The listing should be returned in its entirety, exactly as given.

════════════════

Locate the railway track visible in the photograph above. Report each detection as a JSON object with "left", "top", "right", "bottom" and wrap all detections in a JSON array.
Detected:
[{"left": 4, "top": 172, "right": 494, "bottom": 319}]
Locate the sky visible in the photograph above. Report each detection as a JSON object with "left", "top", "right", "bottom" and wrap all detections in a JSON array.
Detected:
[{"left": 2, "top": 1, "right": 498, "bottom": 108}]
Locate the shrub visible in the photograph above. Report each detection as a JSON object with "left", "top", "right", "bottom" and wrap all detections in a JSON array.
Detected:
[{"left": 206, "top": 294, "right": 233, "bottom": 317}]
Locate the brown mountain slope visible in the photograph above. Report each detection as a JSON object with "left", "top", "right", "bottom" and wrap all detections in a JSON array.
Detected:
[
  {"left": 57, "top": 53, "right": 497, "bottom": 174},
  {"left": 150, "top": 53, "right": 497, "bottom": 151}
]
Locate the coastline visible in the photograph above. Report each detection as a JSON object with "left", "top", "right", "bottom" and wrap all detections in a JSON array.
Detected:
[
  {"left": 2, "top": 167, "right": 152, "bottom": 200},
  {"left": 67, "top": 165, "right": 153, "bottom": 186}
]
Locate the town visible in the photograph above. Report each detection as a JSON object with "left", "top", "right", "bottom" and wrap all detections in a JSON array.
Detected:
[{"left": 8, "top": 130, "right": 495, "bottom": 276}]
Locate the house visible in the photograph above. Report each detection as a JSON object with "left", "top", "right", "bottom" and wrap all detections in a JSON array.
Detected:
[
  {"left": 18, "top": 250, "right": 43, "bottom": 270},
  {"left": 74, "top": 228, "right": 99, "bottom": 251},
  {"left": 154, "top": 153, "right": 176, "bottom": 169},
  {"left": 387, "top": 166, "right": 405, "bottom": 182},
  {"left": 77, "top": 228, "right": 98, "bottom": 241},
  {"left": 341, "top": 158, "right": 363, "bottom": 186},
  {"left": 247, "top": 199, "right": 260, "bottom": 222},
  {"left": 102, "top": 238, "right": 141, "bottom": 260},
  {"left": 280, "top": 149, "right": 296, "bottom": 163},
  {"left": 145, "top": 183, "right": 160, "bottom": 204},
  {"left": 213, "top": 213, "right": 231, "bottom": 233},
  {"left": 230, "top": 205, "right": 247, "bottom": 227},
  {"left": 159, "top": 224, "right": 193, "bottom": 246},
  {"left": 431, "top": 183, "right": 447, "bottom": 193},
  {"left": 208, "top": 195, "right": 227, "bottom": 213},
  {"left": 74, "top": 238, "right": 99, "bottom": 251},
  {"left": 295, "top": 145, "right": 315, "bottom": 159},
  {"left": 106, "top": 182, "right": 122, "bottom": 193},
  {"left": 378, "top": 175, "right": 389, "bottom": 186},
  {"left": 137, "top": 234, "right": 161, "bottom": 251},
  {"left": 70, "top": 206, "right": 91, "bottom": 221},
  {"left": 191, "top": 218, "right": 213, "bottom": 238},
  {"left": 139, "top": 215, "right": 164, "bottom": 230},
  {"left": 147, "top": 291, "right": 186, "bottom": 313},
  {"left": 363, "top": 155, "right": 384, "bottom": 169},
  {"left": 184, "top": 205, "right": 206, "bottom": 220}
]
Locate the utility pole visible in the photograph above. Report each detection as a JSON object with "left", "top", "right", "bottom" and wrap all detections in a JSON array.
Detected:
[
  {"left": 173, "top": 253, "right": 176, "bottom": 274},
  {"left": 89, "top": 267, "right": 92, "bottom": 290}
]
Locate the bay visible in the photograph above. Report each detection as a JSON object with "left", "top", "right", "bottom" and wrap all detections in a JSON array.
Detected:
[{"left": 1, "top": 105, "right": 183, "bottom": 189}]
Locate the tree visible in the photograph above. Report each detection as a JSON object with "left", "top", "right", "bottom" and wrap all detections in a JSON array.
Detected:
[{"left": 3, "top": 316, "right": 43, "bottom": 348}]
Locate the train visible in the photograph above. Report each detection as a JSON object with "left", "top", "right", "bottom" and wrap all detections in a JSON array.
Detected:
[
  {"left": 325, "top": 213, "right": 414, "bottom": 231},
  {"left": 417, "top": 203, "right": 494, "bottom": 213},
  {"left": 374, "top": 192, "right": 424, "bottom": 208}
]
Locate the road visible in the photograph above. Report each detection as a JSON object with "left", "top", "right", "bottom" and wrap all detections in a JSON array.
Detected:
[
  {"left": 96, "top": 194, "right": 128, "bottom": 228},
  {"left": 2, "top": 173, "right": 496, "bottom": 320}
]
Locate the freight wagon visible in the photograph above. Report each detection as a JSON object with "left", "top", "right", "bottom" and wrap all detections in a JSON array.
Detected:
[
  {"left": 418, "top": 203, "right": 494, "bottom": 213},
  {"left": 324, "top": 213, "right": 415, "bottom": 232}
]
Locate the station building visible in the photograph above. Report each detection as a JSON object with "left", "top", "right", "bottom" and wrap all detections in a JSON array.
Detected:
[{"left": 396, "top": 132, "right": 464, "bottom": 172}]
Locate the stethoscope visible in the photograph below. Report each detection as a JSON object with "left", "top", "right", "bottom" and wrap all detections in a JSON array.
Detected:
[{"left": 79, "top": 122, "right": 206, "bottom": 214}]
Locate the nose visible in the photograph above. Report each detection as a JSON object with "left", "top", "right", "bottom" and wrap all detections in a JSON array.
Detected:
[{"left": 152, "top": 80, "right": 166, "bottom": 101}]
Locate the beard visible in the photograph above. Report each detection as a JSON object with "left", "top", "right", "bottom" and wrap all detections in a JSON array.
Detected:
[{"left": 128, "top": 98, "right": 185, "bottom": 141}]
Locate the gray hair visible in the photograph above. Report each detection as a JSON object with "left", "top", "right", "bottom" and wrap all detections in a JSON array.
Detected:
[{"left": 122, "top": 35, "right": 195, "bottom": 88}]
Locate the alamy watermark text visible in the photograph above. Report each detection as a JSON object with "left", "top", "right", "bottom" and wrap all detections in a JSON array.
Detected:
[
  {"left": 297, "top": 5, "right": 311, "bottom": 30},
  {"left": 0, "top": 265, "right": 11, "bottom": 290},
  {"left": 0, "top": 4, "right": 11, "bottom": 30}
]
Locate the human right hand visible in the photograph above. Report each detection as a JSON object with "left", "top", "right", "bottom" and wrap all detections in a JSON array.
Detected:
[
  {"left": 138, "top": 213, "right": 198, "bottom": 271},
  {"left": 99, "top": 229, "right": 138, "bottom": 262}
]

════════════════

* Written response:
Locate the railway track visible in the photograph above. Report each detection as a JSON object with "left", "top", "right", "bottom" and wrap all detections in a JSON array.
Detected:
[{"left": 4, "top": 172, "right": 494, "bottom": 319}]
Locate the sky visible in the photograph above. Report each detection as a JSON object with "left", "top", "right", "bottom" and wrap all detections in a JSON array.
Detected:
[{"left": 2, "top": 1, "right": 498, "bottom": 108}]
Locate the shrub visible in the photograph above. Report each detection as a JSON object with "left", "top", "right", "bottom" and wrap all detections in a JSON array.
Detected:
[{"left": 206, "top": 294, "right": 233, "bottom": 317}]
Locate the brown mountain slope visible in the photograph above. Report each detection as a JSON object with "left", "top", "right", "bottom" and wrap all detections in a JSON array.
Detected:
[
  {"left": 57, "top": 53, "right": 497, "bottom": 174},
  {"left": 150, "top": 53, "right": 497, "bottom": 151}
]
Locate the coastline visible in the photograph above. Report each detection as a JSON object with "left", "top", "right", "bottom" and wrap all detections in a JSON array.
Detected:
[
  {"left": 2, "top": 167, "right": 152, "bottom": 200},
  {"left": 67, "top": 165, "right": 153, "bottom": 186}
]
Locate the town visible in the photograph above. Report each detection as a JSON object with "left", "top", "right", "bottom" and wrap all detections in a JSON array.
Detected:
[{"left": 8, "top": 130, "right": 495, "bottom": 276}]
Locate the house visible in the photograph above. Report each detection as a JSON object with "left", "top", "right", "bottom" and wrap all detections in a JSON array.
Detected:
[
  {"left": 18, "top": 250, "right": 43, "bottom": 270},
  {"left": 74, "top": 228, "right": 99, "bottom": 251},
  {"left": 154, "top": 153, "right": 176, "bottom": 169},
  {"left": 387, "top": 166, "right": 405, "bottom": 182},
  {"left": 77, "top": 228, "right": 98, "bottom": 241},
  {"left": 341, "top": 158, "right": 363, "bottom": 186},
  {"left": 247, "top": 199, "right": 260, "bottom": 222},
  {"left": 102, "top": 238, "right": 141, "bottom": 260},
  {"left": 280, "top": 149, "right": 296, "bottom": 163},
  {"left": 145, "top": 183, "right": 160, "bottom": 204},
  {"left": 213, "top": 213, "right": 231, "bottom": 233},
  {"left": 230, "top": 205, "right": 247, "bottom": 227},
  {"left": 159, "top": 224, "right": 193, "bottom": 246},
  {"left": 431, "top": 183, "right": 447, "bottom": 193},
  {"left": 208, "top": 195, "right": 227, "bottom": 213},
  {"left": 74, "top": 238, "right": 99, "bottom": 251},
  {"left": 295, "top": 145, "right": 315, "bottom": 159},
  {"left": 106, "top": 182, "right": 122, "bottom": 193},
  {"left": 378, "top": 175, "right": 389, "bottom": 186},
  {"left": 137, "top": 234, "right": 161, "bottom": 251},
  {"left": 70, "top": 206, "right": 91, "bottom": 221},
  {"left": 191, "top": 218, "right": 213, "bottom": 238},
  {"left": 139, "top": 215, "right": 164, "bottom": 230},
  {"left": 147, "top": 291, "right": 186, "bottom": 313},
  {"left": 363, "top": 155, "right": 384, "bottom": 169},
  {"left": 184, "top": 205, "right": 206, "bottom": 220}
]
Locate the utility pole visible in the photograph above. Report each detection as a JSON object with "left", "top", "right", "bottom" and wrap all detections in a JSON array.
Detected:
[
  {"left": 173, "top": 253, "right": 176, "bottom": 274},
  {"left": 89, "top": 267, "right": 92, "bottom": 290}
]
Locate the bay visible in the photograph above. Report each detection as a JSON object with "left", "top", "right", "bottom" and wrap all detections in a JSON array.
Detected:
[{"left": 1, "top": 105, "right": 183, "bottom": 189}]
Locate the tree visible in the photograph above. Report each detection as a JSON object with "left", "top", "right", "bottom" and wrap all detections in a JSON array.
Detected:
[{"left": 3, "top": 316, "right": 43, "bottom": 348}]
Locate the train visible in the photograph above. Report each detection as a JSON object with "left", "top", "right", "bottom" and wrap all detections in a JSON array.
Detected:
[
  {"left": 325, "top": 213, "right": 414, "bottom": 231},
  {"left": 417, "top": 203, "right": 494, "bottom": 213},
  {"left": 374, "top": 192, "right": 424, "bottom": 208}
]
Locate the road visible in the photograph above. Report each detection as a JSON object with "left", "top", "right", "bottom" and wrap all detections in a JSON array.
Detected:
[
  {"left": 96, "top": 194, "right": 128, "bottom": 228},
  {"left": 2, "top": 173, "right": 496, "bottom": 320}
]
Locate the freight wagon visible in the photograph above. Report each detection as a JSON object with "left", "top", "right", "bottom" and wrap all detections in a JSON array.
Detected:
[
  {"left": 418, "top": 203, "right": 494, "bottom": 213},
  {"left": 324, "top": 213, "right": 415, "bottom": 232}
]
Locate the station building visible in the photograph above. Report each detection as a JSON object with "left", "top", "right", "bottom" and wrap all detections in a JSON array.
Detected:
[{"left": 396, "top": 132, "right": 464, "bottom": 172}]
Locate the stethoscope visible in the photograph below. Report each detection as a JSON object with "left", "top", "right", "bottom" and wrap all detections in a JSON array.
Detected:
[{"left": 79, "top": 122, "right": 206, "bottom": 214}]
Locate the nose visible in the photograph above. Report each detection as a JSON object with "left", "top", "right", "bottom" and wrap all detections in a JSON array.
Detected:
[{"left": 152, "top": 80, "right": 166, "bottom": 101}]
Locate the beard visible in the photograph above. Report each detection as a JSON object with "left", "top", "right", "bottom" and wrap all detections in a JSON array.
Detected:
[{"left": 128, "top": 98, "right": 185, "bottom": 141}]
Locate the gray hair visible in the photograph above. Report each detection as a JSON object with "left", "top", "right", "bottom" and wrap all detections in a JSON array.
Detected:
[{"left": 122, "top": 35, "right": 195, "bottom": 88}]
Locate the alamy watermark text visible in the photograph above. Report each detection as a JSON object with "left", "top", "right", "bottom" and wrap all detections in a JSON array.
Detected:
[
  {"left": 297, "top": 5, "right": 311, "bottom": 30},
  {"left": 0, "top": 265, "right": 11, "bottom": 290},
  {"left": 0, "top": 4, "right": 11, "bottom": 30}
]
Locate the human right hand visible in the photograph above. Report each detection as a JSON object with "left", "top", "right", "bottom" and wrap all detections in a JSON array.
Detected:
[
  {"left": 138, "top": 213, "right": 198, "bottom": 271},
  {"left": 99, "top": 229, "right": 138, "bottom": 262}
]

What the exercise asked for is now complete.